§ What to work on
The line that contains "If you would be willing to indicate the leafy" marks the start. Output it and all remaining lines exactly, through the final line of the listing.

§ Data to examine
■ ■ ■ ■

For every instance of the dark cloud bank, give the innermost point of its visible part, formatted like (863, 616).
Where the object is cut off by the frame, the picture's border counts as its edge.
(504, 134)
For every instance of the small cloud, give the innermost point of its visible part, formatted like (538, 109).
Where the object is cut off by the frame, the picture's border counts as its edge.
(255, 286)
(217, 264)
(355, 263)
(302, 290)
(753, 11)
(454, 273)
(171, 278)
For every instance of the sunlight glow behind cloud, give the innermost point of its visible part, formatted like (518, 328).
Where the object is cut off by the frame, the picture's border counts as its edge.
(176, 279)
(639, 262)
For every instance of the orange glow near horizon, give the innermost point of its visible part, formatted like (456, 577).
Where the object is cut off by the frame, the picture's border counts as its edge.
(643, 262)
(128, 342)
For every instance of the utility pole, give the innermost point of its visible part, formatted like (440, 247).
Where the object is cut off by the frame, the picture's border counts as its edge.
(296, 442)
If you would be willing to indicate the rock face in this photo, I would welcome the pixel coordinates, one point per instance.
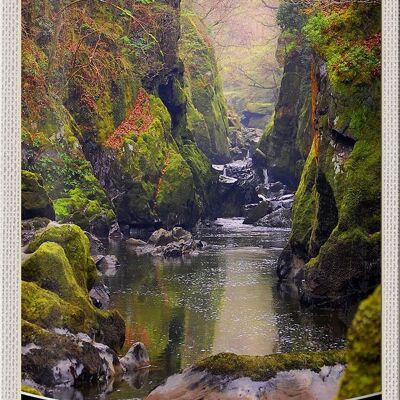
(169, 244)
(236, 188)
(66, 339)
(286, 140)
(363, 372)
(122, 143)
(35, 201)
(57, 276)
(254, 212)
(280, 218)
(256, 115)
(207, 107)
(334, 249)
(236, 380)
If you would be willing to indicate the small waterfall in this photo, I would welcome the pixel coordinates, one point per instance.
(266, 178)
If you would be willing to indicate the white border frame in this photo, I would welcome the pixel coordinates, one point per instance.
(10, 156)
(390, 201)
(10, 211)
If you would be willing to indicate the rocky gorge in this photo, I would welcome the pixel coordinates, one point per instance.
(128, 142)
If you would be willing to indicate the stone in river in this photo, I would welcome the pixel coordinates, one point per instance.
(256, 212)
(135, 242)
(161, 237)
(136, 358)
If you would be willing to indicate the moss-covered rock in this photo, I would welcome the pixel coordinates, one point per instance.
(56, 278)
(35, 201)
(31, 390)
(48, 310)
(334, 248)
(207, 108)
(74, 243)
(287, 140)
(256, 115)
(50, 359)
(262, 368)
(363, 372)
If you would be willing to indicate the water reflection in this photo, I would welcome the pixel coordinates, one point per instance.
(225, 299)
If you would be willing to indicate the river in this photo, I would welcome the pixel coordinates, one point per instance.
(226, 299)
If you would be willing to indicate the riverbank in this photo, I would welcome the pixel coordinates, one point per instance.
(225, 299)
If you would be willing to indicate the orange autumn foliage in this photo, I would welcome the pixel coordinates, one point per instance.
(137, 121)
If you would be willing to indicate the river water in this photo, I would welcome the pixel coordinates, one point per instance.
(226, 299)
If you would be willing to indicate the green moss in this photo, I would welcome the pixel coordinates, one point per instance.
(56, 278)
(262, 368)
(343, 38)
(304, 208)
(260, 108)
(363, 372)
(80, 210)
(175, 188)
(30, 390)
(204, 89)
(76, 247)
(35, 201)
(48, 310)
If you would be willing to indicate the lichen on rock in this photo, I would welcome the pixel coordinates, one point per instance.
(35, 200)
(363, 372)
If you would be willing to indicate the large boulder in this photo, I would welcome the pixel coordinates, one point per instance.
(35, 200)
(76, 247)
(363, 372)
(51, 359)
(56, 279)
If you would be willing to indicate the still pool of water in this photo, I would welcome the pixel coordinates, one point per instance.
(226, 299)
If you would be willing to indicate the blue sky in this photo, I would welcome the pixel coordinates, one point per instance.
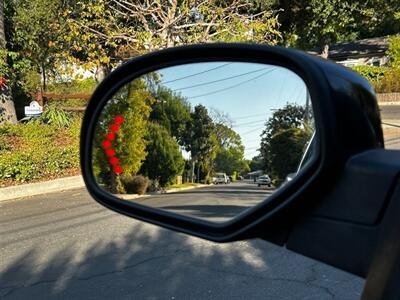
(247, 92)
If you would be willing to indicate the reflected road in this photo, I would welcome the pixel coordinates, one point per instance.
(216, 203)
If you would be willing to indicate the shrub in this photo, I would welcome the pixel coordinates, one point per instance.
(34, 151)
(56, 117)
(372, 73)
(389, 83)
(134, 184)
(383, 79)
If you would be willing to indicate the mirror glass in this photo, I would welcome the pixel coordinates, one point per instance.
(206, 140)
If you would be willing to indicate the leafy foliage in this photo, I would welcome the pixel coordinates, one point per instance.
(394, 51)
(201, 141)
(25, 153)
(230, 153)
(172, 112)
(371, 73)
(287, 147)
(56, 117)
(164, 160)
(316, 23)
(283, 140)
(134, 184)
(133, 101)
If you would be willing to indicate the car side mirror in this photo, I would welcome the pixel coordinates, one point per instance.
(191, 113)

■ ■ ■ ■

§ Reply to the task
If you would be willing to indicate the leafy foliage in this photo, I would welcome the pixel coordinates, one point per instance.
(394, 51)
(201, 141)
(25, 153)
(230, 153)
(172, 112)
(371, 73)
(287, 147)
(56, 117)
(164, 160)
(316, 23)
(283, 140)
(134, 184)
(133, 101)
If you would be willing to indicate the car side mirror in this photo, I would welcome the pixel coordinates, one point per instance.
(191, 113)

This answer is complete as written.